◆ Extrait du texte:
──────────────────────────────

Plus l’année scolaire avance, et plus la mise en place de la réforme des écoles et collèges paraît nébuleuse aux acteurs de terrain. C’est ce qui ressort des échanges qui ont eu lieu fin janvier au sein du comité de la Régionale, où étaient présents des collègues des trois académies d’Île-de-France.

La formation promise

Dans ce domaine, ce n’est pas l’égalité qui règne. Une seule chose semble sûre, c’est que l’objectif affiché de huit journées de formation pour tous les personnels concernés est hors d’atteinte. Pour l’instant, l’état des lieux montre une grande diversité. Ici, absolument rien ne s’est passé. Ailleurs deux collègues de l’établissement ont participé à une réunion d’information, mais rien n’est remonté. Là, c’est le principal qui a pris l’initiative de réunir ses personnels. Et le recueil d’informations fiables n’est pas facile, tant chaque établissement semble un cas particulier.

Voici ce qu’a perçu l’échantillon présent dans la discussion.

L’académie de Créteil s’apprête juste à lancer le processus de formation : 2 journées de formation disciplinaires, sur les programmes et les EPI, auraient lieu en mars-avril sur chaque bassin de formation. Tous les enseignants de collège seraient concernés.

Dans l’académie de Versailles, il est prévu une formation de 2 heures par discipline pour chaque enseignant, formation menée par les IPR. Sauf demande particulière venant des chefs d’établissements, aucune formation sur le cadre général de la réforme n’est prévue.

Dans l’académie de Paris, une présentation de la réforme sur une demi-journée est prévue pour tous. Un professeur par établissement aura une formation sur Scratch, qu’il aura mission de répercuter sur ses collègues. Et trois demi-journées disciplinaires devraient avoir lieu.

Cet accompagnement aléatoire des personnels à quelques mois de l’entrée en vigueur d’une réforme de cette ampleur ne peut qu’inquiéter. Et ceci dans un climat souvent très lourd où beaucoup d’enseignants, pour des raisons parfois totalement contradictoires, se retrouvent vent debout contre cette réforme, ce qui n’encourage pas les formateurs qui ont conscience d’intervenir en terrain miné…

Point d’interrogation n°1 : les EPI (enseignements pratiques interdisciplinaires)

C’est un des points les plus délicats. Et où le calendrier joue un rôle nocif. Les modes d’organisation et d’intervention, en particulier pour les profs de maths, dans ces enseignements sont, pour le moment, plutôt nébuleux. Alors que les DHG sont sur le bureau des chefs d’établissements, personne ne voit clairement comment ces enseignements vont concrètement se passer. Alors qu’ils concernent les trois niveaux du cycle 4, et doivent donc être pensés dans une certaine globalité. Les chefs, livrés à eux-mêmes sont inquiets ou philosophes, c’est selon. Une chose est sûre : travailler en synergie interdisciplinaire demande de l’anticipation, et se prépare à l’avance. Ce n’est pas le cas présentement.

──────────────────────────────

(Relevés de pointage)
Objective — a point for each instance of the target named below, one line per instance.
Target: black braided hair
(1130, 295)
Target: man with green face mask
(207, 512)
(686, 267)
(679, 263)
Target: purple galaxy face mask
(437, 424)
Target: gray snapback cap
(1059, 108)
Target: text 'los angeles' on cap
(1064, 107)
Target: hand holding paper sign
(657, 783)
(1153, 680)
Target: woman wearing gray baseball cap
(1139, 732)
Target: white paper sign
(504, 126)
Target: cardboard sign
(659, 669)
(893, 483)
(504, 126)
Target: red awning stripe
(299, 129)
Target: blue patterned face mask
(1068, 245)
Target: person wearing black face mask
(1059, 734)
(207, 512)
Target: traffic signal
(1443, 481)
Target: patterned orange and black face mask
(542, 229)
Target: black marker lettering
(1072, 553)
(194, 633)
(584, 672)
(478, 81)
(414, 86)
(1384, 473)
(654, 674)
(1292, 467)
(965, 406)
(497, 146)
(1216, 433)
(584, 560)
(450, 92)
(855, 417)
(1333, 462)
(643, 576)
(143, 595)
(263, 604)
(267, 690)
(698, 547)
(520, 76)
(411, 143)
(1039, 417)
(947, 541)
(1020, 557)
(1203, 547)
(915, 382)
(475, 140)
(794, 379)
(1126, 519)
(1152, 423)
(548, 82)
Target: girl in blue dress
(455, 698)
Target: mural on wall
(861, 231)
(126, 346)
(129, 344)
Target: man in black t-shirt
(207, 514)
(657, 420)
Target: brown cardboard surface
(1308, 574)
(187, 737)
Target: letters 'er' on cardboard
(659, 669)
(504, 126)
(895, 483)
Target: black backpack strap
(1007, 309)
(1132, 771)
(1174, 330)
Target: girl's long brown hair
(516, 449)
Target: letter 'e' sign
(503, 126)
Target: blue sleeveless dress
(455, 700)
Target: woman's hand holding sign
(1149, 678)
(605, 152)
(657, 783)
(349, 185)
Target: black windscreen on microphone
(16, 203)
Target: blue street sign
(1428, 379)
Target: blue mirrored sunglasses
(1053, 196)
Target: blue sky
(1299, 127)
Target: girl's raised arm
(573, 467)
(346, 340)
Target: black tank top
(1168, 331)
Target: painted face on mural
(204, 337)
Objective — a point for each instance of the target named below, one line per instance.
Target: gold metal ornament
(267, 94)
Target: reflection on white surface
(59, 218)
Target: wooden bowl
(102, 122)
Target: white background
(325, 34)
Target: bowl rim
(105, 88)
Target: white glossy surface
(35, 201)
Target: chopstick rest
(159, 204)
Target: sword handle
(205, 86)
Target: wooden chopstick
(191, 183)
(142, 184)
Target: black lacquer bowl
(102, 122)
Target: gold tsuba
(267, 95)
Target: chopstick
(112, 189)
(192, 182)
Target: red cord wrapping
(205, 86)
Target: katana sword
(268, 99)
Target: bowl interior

──────────────────────────────

◆ Exercice:
Extrayez tel quel, du texte sur la réforme des écoles et collèges, le passage qui commence aux mots « Dans l’académie de Versailles, il » et s'arrête après « devraient avoir lieu. ». Appuyez-vous uniquement sur le texte.

◆ Réponse attendue:
Dans l’académie de Versailles, il est prévu une formation de 2 heures par discipline pour chaque enseignant, formation menée par les IPR. Sauf demande particulière venant des chefs d’établissements, aucune formation sur le cadre général de la réforme n’est prévue.

Dans l’académie de Paris, une présentation de la réforme sur une demi-journée est prévue pour tous. Un professeur par établissement aura une formation sur Scratch, qu’il aura mission de répercuter sur ses collègues. Et trois demi-journées disciplinaires devraient avoir lieu.